• **OBJECTIVE**:
Copy every one of the records below character for character, keeping each line and its order unchanged.
------------------------------------------------
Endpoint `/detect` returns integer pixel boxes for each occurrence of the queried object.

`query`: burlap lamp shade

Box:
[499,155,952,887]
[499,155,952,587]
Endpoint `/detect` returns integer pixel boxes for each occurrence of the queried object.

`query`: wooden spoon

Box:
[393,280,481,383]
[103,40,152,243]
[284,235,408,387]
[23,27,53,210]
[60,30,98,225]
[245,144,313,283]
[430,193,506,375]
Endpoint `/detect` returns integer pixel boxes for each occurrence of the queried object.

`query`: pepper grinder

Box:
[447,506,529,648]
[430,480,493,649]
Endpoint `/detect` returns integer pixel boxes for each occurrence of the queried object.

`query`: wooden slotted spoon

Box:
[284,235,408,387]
------------------------------------------------
• **TASK RESULT**:
Endpoint `/detect` returns integer pixel boxes for each occurrence of the queried object.

`query`: burlap lamp shade

Box:
[499,155,952,887]
[499,155,952,587]
Endpoint `/detect` returns integer pixel boxes for each occurrence of the queried object.

`query`: wooden spoon

Box:
[393,280,481,383]
[103,40,152,243]
[284,235,408,387]
[23,27,53,210]
[60,30,98,225]
[245,144,313,283]
[430,193,506,375]
Endpoint `/detect` returns integer pixel boxes for each occurrence of the queried object.

`query`: pepper grinder

Box:
[447,506,529,648]
[430,480,493,649]
Endpoint `/detect` returns integer pixel boxes for each occurrence of the queried object.

`query`: wooden slotted spoon

Box:
[284,235,408,387]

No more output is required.